* EXERCISE DETAILS *
All of the data that follows is to be written out exactly, with images excluded.

Start of RECORD EXCERPTS

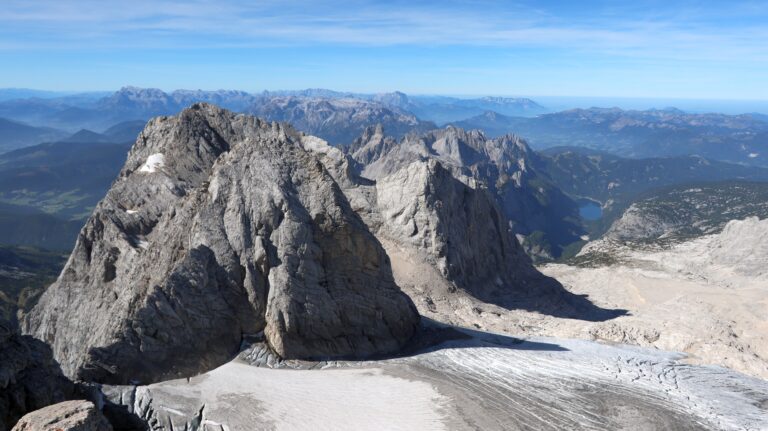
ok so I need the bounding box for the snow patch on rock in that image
[301,135,343,161]
[139,153,165,173]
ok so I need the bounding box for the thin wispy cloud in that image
[0,0,765,98]
[0,0,766,63]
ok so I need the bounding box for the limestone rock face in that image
[23,104,419,385]
[348,124,399,167]
[11,401,111,431]
[375,159,538,298]
[604,204,677,242]
[0,318,72,431]
[348,126,584,260]
[306,132,550,306]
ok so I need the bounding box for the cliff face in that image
[0,318,73,431]
[23,104,418,385]
[306,130,571,319]
[348,126,584,261]
[374,159,538,298]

End of RECORD EXCERPTS

* RESULT FOR THIS TASK *
ok so I need the bounding box for the snow patch on rock in that image
[301,135,343,161]
[139,153,165,173]
ok so I need the bounding box for the thin wispy cloud in that image
[0,0,765,98]
[0,0,766,63]
ok so I need the bounding box for the limestone rock face in that image
[23,104,419,385]
[348,124,399,167]
[11,401,111,431]
[375,159,538,298]
[604,204,677,242]
[0,318,72,431]
[348,126,584,260]
[306,132,550,306]
ok so I need the bounding box for the cliff face in that image
[0,318,73,431]
[23,104,418,385]
[306,130,571,319]
[348,126,584,261]
[374,159,538,298]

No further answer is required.